Dataset excerpt
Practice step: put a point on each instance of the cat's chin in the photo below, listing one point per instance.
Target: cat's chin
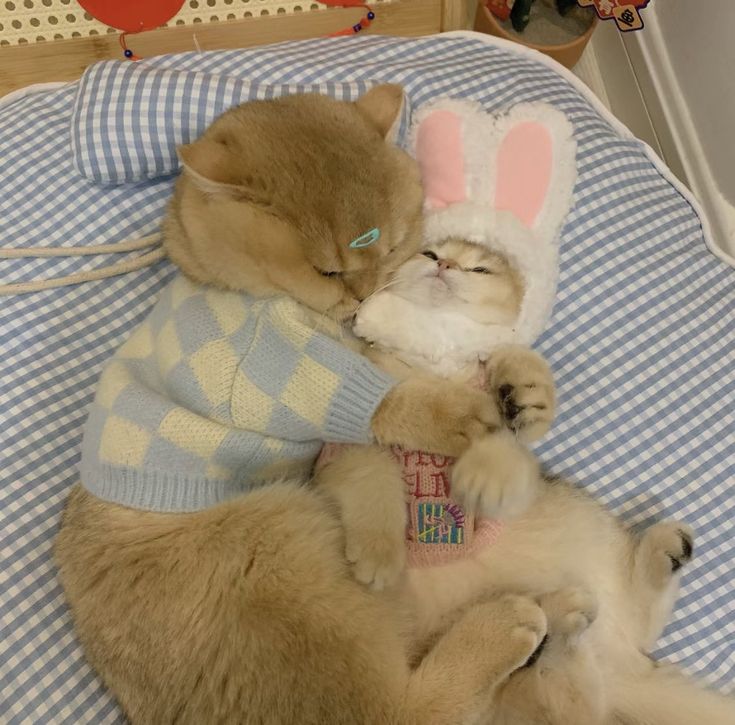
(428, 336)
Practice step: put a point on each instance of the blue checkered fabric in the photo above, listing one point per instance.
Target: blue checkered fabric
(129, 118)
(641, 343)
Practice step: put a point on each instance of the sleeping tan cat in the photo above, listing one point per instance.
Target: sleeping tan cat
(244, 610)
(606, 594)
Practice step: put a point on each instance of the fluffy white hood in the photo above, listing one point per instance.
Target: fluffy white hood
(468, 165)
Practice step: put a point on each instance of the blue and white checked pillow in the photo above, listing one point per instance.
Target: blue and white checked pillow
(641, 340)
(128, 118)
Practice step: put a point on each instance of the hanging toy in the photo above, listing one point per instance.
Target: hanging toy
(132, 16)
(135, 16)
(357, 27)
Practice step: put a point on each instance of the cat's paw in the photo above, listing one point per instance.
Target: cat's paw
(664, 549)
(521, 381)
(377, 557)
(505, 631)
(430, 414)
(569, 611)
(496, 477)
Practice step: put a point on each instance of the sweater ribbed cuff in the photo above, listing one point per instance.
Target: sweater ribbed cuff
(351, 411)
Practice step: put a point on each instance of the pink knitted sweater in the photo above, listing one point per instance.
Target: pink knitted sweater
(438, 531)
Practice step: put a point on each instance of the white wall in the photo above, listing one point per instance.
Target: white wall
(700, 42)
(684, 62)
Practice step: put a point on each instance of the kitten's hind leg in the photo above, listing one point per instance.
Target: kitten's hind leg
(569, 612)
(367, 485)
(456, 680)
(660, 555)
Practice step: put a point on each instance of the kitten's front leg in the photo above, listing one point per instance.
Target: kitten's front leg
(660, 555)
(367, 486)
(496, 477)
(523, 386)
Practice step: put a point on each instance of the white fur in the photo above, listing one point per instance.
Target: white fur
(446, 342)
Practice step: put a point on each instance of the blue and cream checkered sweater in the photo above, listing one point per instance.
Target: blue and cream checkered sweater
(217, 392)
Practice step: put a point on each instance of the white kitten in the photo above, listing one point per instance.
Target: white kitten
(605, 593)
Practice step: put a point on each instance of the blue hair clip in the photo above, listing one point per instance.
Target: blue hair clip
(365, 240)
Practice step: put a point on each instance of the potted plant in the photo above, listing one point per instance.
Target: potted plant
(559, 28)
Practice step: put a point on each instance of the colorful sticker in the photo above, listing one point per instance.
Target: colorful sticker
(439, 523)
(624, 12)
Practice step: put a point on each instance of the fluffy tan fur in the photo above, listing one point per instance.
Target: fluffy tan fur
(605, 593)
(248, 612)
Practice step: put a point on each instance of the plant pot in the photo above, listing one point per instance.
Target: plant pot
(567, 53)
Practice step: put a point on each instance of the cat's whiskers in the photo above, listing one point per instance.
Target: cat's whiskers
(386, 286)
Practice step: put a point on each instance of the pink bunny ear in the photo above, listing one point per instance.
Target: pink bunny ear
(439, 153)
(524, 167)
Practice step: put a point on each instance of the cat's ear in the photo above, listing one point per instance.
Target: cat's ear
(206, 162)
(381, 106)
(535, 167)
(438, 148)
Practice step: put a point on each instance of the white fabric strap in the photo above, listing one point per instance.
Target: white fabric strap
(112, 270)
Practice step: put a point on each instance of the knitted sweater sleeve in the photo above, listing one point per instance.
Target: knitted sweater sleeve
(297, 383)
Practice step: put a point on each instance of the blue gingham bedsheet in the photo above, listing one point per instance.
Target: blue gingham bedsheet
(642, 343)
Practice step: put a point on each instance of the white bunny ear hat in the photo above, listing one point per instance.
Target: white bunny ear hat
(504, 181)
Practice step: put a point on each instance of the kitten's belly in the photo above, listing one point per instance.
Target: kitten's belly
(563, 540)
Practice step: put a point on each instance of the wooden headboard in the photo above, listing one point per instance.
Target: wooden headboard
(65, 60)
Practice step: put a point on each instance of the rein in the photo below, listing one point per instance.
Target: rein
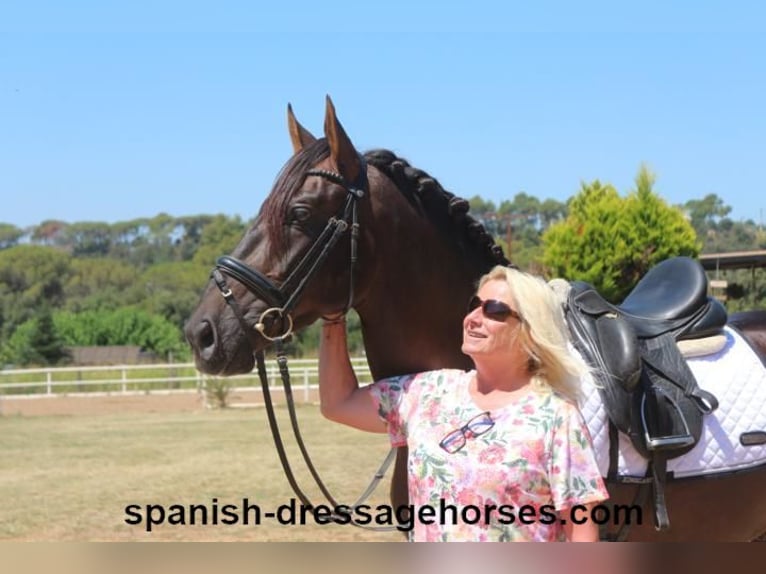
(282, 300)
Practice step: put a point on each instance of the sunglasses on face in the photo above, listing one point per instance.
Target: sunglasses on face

◆ **GIVEN TASK**
Put the lines of the material from the one containing "the white bunny" through the end of the material, inclusive, into a Markdown table with columns No. and Text, numbering each nonblank line in order. Leave the pictures out.

◆ **RESPONSE TO THE TASK**
| No. | Text |
|---|---|
| 1 | Practice step: put a point on each instance of the white bunny ear hat in the photo above, listing one point per instance. |
| 2 | Target: white bunny ear hat |
| 3 | (504, 181) |
| 4 | Practice step: put a point on each instance of the kitten's belly in the photo above, listing one point per instance. |
| 5 | Target: kitten's belly |
| 6 | (563, 540) |
| 7 | Practice step: put a point on each instance of the wooden headboard in the photo above, listing one point per instance. |
| 8 | Target: wooden headboard |
| 9 | (65, 60) |
| 10 | Practice step: put a point on each instance of the rein in the photo below, listing one point per instance. |
| 11 | Target: rein |
| 12 | (282, 300) |
| 13 | Practice step: put a point on each instance of the sunglasses on face in the photo above, listing one point per instance. |
| 14 | Target: sunglasses on face |